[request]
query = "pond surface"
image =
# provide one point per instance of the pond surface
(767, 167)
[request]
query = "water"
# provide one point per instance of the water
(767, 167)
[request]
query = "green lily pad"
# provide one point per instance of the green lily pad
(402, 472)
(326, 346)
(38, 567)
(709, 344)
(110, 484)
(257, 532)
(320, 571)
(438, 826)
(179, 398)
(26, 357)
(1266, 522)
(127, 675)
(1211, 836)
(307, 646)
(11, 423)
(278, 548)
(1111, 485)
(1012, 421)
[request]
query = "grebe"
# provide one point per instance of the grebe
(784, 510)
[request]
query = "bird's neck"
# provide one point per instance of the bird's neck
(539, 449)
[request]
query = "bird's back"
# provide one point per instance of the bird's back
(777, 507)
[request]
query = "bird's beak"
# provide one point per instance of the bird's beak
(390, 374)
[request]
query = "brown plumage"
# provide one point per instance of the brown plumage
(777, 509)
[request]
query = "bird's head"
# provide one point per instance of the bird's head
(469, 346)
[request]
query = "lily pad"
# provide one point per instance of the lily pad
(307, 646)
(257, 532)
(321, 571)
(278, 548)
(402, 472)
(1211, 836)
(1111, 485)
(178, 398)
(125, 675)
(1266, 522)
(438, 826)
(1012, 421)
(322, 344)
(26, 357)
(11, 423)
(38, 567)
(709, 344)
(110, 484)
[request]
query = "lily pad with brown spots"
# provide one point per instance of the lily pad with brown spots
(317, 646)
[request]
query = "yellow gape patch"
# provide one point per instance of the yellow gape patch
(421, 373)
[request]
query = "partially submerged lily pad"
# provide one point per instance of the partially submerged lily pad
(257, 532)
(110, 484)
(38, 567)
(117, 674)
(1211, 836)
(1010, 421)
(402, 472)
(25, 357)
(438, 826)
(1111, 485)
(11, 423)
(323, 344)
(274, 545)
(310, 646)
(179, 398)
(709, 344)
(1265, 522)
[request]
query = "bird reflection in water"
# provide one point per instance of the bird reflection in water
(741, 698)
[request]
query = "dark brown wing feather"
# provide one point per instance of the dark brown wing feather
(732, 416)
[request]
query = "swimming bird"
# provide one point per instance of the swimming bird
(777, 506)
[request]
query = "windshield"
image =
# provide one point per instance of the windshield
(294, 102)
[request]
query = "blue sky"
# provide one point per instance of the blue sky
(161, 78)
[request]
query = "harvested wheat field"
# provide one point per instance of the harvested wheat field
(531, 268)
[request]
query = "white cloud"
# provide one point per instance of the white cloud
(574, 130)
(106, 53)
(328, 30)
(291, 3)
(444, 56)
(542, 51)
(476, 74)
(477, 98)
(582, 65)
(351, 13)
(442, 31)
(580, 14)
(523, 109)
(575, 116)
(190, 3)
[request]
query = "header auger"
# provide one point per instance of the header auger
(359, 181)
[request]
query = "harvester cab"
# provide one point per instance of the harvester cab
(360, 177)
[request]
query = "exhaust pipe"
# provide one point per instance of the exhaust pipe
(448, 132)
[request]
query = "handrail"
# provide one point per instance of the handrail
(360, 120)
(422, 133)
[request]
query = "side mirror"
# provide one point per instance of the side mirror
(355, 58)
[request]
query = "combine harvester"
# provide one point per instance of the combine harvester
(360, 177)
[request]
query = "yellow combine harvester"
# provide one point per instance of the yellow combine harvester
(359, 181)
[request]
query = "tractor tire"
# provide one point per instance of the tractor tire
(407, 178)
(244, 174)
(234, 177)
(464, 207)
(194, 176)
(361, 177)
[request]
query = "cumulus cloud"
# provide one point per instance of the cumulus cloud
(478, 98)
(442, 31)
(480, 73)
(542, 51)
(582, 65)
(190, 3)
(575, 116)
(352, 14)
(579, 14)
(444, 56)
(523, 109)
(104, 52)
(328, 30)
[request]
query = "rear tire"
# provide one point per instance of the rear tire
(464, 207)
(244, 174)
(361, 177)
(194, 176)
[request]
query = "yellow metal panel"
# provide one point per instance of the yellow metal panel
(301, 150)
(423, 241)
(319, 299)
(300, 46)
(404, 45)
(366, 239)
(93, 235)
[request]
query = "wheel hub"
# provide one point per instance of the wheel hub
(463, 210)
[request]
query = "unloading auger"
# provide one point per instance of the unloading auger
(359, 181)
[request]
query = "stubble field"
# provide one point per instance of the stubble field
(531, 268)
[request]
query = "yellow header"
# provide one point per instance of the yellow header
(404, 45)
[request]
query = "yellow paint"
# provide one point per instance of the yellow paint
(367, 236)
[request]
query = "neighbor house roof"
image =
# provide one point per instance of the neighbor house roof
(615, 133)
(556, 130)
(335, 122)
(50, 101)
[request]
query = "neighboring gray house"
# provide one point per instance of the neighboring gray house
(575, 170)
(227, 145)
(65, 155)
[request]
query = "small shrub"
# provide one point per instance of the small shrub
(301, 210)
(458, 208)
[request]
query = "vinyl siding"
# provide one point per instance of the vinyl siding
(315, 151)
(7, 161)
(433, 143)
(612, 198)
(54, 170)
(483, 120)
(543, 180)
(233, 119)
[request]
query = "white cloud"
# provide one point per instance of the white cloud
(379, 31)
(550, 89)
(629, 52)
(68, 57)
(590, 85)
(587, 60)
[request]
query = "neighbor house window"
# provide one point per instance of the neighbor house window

Objective: How many lines of the data above contain the string "feather"? Reply with the number only.

Correct output: 2